▶ **Page**
ONTAP Discussions

newbie data ontap cluster 8.2

wolfontap99
7,340 Views

Hello Everyone,

I am new to Netapp CDOT so excuse me for stupidity. I was go through the elearning for Ontap cluster fundamental ..this morning.
I have few questions that i tried researching but couldnt find an answer ..I am trying my luck here .

1. HA pair still exists in Data ontap cluster meaning .. Storage failover must be configured with partner . Help me understand this ..

Can i have cluster with odd number of nodes i.e cluster of 3 nodes or 5 nodes ?
Does it have to be in even number so that I can have a partner for each node ?
If 3 nodes cluster exist , how is HA paired among them ?

2. Can I use ontap 8.3 to simulate failover ?? I read its not possible in ontap 8.2 or below?? How can i test or configure failove in simulator ?
If you managed to do it .. can you please share procedure ?

3. One last question Smiley Happy

I just need a high level overview of step by step . ( not in details just a task by task ) I see there are many helpful blogs on step by step setting cluster ontap.

▶ **The problem**
In the forum thread above, what had the poster gone through that morning before posting?

▶ **Data section**
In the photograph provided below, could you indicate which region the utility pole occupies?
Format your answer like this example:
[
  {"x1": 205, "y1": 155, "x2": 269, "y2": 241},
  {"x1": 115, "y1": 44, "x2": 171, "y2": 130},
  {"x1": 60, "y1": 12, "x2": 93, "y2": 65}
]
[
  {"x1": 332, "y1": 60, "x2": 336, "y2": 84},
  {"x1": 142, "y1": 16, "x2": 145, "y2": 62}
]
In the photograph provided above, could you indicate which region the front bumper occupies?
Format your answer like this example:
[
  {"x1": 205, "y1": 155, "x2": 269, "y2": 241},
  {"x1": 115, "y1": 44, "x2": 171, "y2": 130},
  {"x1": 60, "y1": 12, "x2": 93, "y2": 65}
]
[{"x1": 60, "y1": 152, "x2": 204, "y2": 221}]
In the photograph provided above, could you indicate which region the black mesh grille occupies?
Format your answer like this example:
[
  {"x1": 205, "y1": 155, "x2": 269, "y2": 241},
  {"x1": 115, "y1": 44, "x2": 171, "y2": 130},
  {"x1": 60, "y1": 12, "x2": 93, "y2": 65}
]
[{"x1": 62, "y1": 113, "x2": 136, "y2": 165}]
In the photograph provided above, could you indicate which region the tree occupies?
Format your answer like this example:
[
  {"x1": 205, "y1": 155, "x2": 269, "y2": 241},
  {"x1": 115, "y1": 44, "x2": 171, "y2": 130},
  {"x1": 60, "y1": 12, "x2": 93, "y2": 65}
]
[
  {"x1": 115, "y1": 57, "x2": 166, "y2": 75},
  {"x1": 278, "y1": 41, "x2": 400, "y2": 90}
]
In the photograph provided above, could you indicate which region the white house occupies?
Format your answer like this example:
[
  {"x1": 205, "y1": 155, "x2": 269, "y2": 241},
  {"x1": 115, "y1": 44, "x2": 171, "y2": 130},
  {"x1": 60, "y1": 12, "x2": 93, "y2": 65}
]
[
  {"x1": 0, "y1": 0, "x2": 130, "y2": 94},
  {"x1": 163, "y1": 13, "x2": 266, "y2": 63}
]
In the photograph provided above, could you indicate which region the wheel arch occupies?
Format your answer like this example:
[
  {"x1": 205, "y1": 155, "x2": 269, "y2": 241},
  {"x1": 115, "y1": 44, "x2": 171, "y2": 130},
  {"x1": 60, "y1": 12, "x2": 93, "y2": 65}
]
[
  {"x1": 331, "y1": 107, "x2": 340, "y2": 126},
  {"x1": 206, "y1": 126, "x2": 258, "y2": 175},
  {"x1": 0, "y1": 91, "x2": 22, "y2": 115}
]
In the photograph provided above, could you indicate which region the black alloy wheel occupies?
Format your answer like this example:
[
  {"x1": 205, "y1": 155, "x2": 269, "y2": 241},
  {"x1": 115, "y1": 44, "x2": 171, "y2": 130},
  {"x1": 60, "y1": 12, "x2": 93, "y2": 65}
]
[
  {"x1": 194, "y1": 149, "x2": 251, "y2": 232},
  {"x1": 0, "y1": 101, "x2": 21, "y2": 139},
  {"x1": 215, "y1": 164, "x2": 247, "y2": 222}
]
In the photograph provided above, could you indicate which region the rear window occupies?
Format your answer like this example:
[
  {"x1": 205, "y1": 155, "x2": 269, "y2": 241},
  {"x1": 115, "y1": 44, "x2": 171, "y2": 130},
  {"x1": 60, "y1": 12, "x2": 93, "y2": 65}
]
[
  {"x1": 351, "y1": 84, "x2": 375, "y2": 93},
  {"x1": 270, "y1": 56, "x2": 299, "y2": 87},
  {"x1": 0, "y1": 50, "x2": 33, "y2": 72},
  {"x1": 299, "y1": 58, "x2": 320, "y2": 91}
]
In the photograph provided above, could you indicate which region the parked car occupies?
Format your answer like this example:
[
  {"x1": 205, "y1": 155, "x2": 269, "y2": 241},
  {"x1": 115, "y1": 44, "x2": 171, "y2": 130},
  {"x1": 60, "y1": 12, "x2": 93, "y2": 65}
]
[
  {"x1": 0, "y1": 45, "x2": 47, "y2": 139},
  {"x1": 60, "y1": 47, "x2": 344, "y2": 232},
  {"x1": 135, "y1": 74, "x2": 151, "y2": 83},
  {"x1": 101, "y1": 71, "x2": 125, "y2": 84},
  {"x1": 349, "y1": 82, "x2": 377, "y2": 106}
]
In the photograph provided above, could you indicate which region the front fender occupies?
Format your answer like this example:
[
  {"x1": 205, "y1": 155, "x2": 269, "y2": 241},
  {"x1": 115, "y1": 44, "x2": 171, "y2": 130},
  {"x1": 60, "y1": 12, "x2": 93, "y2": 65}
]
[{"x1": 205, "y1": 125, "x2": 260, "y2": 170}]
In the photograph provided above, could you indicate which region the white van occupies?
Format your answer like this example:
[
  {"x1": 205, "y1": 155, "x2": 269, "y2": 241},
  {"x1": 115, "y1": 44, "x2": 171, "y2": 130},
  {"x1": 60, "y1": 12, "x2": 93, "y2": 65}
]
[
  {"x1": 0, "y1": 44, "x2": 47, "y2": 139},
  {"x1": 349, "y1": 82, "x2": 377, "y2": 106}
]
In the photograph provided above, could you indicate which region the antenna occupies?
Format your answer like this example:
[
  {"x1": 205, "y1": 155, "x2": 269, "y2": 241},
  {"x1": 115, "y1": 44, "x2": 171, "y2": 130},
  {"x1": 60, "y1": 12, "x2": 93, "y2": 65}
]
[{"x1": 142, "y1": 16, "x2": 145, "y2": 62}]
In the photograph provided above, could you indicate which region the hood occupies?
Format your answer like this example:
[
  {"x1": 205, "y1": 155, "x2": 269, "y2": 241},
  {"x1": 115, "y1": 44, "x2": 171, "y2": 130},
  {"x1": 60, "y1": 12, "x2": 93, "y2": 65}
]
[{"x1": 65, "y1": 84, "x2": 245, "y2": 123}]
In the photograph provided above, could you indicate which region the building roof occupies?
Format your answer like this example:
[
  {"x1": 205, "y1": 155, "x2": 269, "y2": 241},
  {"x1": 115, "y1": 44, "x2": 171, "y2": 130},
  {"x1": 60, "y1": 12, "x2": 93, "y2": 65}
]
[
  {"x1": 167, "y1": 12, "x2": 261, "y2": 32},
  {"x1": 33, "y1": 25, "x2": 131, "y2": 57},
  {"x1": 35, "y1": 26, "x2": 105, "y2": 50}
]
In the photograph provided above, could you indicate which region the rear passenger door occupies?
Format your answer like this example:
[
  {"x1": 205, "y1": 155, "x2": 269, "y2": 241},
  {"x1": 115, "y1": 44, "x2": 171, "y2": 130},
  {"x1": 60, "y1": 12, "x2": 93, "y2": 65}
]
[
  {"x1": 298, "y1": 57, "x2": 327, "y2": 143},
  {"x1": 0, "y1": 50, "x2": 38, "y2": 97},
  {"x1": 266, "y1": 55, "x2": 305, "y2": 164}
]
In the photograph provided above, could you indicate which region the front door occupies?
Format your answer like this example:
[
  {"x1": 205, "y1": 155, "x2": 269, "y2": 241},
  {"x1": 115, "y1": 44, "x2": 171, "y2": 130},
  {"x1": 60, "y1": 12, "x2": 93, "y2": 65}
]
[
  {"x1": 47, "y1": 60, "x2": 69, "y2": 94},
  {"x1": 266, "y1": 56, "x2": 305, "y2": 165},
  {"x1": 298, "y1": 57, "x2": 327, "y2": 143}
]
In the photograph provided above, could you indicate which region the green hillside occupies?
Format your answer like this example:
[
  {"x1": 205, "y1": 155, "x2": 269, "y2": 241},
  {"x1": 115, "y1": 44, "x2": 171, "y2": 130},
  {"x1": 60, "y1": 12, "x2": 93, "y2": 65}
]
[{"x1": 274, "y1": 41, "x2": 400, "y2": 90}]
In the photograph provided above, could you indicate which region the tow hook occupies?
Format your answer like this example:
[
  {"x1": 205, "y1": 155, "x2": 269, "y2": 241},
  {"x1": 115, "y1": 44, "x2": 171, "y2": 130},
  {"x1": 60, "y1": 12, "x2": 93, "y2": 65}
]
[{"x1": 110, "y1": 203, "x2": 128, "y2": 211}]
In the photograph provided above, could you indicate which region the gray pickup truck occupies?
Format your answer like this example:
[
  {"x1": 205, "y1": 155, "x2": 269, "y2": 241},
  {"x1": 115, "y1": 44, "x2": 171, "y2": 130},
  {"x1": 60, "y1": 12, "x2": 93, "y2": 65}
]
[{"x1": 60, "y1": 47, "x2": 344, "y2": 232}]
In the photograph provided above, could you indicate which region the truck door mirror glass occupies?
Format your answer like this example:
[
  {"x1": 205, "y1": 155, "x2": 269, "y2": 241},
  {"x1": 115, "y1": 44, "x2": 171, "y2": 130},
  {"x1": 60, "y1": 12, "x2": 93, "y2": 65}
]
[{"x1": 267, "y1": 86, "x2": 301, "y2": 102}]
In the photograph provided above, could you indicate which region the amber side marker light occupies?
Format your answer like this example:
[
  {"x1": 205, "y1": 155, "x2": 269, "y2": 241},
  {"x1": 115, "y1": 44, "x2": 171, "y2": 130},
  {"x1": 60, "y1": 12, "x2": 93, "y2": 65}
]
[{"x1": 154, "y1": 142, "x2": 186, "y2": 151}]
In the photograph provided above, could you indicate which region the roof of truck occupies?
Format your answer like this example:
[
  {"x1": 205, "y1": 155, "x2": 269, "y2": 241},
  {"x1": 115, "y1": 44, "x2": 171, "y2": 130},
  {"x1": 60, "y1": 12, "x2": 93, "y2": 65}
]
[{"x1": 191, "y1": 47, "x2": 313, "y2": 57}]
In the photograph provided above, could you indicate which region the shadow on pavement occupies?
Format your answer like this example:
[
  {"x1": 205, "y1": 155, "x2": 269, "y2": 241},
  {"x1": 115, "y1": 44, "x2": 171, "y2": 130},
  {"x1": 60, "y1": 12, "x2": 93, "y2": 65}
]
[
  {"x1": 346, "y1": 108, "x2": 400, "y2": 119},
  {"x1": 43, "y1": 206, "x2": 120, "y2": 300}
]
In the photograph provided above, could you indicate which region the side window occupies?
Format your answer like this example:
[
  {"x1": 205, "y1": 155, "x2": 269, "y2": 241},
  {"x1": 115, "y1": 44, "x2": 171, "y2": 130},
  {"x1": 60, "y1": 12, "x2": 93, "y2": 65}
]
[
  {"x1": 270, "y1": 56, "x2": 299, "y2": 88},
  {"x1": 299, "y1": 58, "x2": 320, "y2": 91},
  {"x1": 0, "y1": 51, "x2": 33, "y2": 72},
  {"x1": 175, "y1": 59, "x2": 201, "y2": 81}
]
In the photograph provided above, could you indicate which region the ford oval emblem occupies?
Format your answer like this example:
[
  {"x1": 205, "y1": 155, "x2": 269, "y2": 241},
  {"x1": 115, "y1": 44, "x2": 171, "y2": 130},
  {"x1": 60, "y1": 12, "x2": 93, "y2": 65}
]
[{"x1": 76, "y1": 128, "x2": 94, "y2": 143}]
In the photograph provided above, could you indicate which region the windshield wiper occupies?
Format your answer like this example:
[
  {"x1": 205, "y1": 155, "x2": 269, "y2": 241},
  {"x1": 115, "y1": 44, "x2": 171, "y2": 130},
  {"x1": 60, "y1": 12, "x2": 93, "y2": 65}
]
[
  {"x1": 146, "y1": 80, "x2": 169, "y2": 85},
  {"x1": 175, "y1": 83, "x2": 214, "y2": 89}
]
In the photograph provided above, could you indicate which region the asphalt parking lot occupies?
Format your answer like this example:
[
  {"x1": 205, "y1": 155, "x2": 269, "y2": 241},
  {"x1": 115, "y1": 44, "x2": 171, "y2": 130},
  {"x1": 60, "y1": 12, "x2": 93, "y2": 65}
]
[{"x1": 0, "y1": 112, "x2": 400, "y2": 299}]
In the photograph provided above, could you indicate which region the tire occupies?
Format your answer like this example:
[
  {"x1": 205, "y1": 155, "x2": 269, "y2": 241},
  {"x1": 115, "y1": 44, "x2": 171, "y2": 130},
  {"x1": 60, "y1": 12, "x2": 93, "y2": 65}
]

▶ **Answer to the exercise**
The eLearning course on ONTAP cluster fundamentals.